RECORDS:
(begin)
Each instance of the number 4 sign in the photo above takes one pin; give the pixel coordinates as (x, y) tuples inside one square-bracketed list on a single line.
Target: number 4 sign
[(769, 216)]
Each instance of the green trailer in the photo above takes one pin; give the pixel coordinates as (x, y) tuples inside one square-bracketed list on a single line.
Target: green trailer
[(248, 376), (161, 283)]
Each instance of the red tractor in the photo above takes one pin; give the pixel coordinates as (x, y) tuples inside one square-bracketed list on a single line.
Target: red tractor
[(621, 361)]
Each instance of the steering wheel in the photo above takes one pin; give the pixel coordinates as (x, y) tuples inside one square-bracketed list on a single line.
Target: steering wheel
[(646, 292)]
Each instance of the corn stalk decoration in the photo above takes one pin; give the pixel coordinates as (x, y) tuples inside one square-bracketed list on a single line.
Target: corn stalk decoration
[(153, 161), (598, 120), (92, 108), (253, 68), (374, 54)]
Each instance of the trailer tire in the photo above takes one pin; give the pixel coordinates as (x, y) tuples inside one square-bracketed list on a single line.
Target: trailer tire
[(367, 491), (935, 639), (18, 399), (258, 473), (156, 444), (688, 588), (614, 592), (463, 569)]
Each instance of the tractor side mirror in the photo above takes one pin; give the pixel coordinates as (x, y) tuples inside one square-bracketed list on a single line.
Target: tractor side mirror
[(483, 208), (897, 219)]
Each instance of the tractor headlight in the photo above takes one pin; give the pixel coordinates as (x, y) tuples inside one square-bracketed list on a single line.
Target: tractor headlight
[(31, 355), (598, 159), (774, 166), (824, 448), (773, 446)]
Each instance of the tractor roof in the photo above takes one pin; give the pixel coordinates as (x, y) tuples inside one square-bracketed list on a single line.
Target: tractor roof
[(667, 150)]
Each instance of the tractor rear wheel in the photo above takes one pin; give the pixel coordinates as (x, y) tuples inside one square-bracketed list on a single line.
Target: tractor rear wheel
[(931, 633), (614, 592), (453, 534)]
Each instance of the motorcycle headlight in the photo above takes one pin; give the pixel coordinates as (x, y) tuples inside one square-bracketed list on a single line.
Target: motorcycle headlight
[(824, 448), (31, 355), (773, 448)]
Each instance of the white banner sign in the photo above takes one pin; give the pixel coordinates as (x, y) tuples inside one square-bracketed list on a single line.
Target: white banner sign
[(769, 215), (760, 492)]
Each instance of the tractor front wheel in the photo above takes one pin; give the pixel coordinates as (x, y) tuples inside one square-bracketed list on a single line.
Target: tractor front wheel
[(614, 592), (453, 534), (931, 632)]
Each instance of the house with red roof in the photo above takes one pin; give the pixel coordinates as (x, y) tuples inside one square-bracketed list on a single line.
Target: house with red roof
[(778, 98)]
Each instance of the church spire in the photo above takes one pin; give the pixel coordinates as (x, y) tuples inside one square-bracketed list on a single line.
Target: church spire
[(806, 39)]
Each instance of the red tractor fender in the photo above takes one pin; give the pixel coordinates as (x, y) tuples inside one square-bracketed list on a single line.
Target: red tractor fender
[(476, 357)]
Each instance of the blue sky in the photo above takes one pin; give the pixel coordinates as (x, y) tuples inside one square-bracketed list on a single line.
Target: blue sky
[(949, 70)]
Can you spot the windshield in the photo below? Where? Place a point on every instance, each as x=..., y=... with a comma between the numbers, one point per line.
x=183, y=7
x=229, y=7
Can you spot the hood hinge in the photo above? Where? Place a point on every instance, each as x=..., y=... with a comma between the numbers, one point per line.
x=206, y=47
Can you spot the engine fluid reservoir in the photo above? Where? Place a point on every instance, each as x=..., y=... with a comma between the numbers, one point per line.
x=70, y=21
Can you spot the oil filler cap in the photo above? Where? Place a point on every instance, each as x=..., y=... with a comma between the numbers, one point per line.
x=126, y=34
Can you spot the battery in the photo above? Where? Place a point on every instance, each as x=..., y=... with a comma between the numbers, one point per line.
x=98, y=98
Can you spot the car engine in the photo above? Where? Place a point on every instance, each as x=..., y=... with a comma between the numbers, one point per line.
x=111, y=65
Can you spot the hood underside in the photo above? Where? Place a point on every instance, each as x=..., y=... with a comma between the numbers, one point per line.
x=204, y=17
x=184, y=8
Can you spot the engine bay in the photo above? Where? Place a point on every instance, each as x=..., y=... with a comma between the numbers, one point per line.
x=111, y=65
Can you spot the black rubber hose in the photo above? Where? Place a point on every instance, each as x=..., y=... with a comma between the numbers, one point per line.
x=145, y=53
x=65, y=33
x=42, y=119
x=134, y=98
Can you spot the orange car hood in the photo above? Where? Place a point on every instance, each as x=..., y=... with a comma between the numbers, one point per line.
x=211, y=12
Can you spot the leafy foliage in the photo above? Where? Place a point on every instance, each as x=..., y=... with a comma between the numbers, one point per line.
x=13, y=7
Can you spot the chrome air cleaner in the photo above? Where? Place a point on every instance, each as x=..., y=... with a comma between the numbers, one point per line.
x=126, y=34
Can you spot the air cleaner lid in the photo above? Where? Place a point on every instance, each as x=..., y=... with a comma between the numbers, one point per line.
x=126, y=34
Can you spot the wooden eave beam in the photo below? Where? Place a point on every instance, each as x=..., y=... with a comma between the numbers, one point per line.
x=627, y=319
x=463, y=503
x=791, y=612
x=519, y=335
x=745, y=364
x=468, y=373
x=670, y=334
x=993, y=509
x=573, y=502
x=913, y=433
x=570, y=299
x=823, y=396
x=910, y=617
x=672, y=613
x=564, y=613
(end)
SHORT TASK: Please edit the data starting at the line that contains "Each instance of the tractor headlight" and ending at the line that contains "[(667, 150)]", replacing "headlight" with "headlamp" and leaving everything else unchanged. Return only those lines.

SOLUTION TO THIS PROBLEM:
Each instance of the tractor headlamp in the photo above takes one pin; give the pixel coordinates as (x, y) tuples inside one square-bracketed list on a single line.
Target: tractor headlamp
[(31, 355), (598, 159), (774, 166), (824, 448), (773, 446)]
Each instance of the tractor roof in the photo above takes one pin; give the pixel coordinates as (x, y) tuples inside one square-bracketed list on a single line.
Target: tractor roof
[(667, 150)]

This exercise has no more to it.